Work instruction » A single number is the answer: how many lines of the entries contain the word "sprout"?

[Stored entries]
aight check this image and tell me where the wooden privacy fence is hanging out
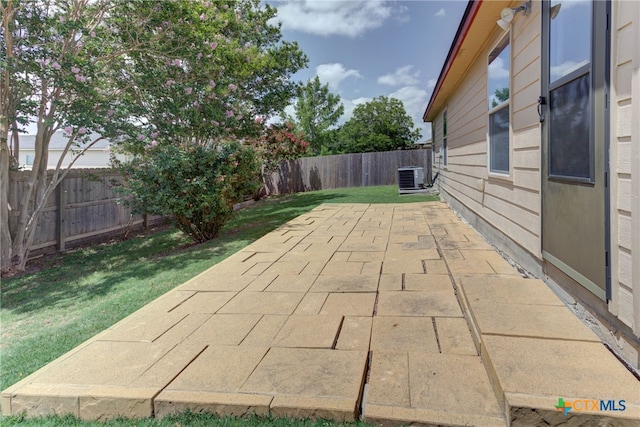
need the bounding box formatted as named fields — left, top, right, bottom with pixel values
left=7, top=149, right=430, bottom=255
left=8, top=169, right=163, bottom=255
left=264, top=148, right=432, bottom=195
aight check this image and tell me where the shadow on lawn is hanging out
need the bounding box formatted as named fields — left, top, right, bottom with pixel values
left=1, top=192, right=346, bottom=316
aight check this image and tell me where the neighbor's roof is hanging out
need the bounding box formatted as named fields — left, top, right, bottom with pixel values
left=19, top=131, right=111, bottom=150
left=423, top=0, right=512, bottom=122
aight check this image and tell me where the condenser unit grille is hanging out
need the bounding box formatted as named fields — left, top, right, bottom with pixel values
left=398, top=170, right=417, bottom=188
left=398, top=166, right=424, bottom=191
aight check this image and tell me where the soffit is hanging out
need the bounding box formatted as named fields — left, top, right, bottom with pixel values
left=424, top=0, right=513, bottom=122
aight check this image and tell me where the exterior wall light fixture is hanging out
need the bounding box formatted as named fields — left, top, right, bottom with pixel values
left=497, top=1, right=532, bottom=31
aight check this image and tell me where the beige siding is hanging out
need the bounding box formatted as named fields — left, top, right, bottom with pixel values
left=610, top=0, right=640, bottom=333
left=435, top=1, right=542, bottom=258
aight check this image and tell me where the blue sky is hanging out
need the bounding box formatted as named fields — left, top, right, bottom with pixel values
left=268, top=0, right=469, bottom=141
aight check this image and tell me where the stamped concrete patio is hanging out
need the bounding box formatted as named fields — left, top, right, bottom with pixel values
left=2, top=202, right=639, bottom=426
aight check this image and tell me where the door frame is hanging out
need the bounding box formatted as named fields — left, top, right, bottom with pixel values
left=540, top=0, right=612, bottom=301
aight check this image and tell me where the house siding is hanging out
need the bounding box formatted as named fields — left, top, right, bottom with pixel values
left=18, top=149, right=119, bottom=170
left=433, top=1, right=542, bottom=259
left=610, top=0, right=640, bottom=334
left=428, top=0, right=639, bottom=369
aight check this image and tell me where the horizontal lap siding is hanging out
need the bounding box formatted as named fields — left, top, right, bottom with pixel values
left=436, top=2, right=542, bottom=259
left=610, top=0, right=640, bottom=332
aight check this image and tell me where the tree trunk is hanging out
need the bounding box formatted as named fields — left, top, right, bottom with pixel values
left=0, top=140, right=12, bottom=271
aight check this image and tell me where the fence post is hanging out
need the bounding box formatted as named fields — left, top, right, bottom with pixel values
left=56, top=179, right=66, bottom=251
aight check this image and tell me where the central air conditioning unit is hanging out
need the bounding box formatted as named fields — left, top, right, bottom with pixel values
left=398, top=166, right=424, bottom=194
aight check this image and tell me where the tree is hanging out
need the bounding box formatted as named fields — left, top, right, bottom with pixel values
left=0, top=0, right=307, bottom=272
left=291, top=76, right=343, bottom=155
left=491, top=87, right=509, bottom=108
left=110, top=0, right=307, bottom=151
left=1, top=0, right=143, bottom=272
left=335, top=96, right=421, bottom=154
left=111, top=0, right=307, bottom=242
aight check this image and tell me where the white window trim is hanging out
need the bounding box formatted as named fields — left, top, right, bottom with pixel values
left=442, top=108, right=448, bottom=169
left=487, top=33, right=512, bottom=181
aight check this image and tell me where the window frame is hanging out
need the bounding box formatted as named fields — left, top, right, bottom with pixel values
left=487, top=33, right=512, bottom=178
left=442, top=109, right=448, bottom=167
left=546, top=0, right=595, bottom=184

...

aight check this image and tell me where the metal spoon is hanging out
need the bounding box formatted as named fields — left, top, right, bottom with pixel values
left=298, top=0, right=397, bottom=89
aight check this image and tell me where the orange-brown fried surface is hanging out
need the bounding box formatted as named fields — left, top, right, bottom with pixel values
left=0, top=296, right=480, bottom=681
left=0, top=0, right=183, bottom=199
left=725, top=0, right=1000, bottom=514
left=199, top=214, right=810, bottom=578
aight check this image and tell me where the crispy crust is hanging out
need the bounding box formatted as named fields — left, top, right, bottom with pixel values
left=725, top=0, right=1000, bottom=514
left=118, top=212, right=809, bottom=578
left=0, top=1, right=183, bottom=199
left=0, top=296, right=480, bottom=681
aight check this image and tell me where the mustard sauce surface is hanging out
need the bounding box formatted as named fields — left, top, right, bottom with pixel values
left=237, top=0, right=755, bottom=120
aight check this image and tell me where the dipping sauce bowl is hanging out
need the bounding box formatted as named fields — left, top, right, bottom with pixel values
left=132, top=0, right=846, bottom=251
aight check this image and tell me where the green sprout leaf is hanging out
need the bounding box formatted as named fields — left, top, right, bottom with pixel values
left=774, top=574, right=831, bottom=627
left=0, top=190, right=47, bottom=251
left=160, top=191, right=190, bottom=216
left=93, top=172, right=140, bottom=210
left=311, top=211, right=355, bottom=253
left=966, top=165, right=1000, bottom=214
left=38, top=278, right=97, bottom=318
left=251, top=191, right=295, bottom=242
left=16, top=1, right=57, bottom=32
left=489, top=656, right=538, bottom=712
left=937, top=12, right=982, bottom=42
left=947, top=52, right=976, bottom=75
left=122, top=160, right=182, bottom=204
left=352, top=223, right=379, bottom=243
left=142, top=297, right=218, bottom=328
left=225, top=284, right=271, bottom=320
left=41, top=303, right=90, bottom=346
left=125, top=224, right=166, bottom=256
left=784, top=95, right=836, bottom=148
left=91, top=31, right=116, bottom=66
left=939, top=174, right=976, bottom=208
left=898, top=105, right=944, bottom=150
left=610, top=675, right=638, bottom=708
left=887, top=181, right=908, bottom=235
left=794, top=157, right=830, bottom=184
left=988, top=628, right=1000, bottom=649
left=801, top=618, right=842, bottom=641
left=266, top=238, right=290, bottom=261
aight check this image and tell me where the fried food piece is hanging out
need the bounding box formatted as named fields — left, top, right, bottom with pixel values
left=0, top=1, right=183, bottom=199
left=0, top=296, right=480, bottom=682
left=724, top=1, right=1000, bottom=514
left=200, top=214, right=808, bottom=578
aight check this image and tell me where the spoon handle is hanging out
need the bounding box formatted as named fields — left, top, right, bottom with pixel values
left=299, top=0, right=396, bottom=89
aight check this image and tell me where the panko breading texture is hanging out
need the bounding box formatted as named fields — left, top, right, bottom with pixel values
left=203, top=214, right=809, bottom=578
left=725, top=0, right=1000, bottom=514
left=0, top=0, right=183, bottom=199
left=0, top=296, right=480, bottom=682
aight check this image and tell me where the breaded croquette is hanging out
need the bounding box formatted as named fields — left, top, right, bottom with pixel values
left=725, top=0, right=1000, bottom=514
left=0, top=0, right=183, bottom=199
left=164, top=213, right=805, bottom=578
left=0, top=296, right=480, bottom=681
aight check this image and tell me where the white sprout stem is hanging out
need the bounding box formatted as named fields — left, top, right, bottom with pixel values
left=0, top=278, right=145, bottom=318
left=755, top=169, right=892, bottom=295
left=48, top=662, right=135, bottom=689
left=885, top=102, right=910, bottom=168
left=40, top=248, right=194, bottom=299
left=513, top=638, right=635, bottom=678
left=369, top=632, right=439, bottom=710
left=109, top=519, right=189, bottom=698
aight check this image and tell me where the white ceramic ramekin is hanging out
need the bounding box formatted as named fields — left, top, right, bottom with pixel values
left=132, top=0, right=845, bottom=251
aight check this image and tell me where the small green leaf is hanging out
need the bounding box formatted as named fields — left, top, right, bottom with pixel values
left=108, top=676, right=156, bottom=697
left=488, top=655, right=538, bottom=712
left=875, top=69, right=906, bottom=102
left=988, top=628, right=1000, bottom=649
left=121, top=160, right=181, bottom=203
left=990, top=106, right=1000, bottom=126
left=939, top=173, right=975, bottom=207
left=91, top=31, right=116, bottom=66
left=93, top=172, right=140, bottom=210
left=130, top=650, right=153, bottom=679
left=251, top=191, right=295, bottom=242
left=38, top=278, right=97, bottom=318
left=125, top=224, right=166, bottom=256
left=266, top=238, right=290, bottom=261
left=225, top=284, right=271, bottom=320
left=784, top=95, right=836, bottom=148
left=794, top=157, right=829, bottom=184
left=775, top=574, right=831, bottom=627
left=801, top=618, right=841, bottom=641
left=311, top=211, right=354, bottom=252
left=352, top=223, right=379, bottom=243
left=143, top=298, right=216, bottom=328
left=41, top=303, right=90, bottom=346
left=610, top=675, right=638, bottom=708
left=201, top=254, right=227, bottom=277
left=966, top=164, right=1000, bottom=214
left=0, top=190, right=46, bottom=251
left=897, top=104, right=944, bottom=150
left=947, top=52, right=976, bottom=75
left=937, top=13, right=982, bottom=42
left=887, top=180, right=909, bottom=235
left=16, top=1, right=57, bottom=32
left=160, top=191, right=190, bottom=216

Output » 2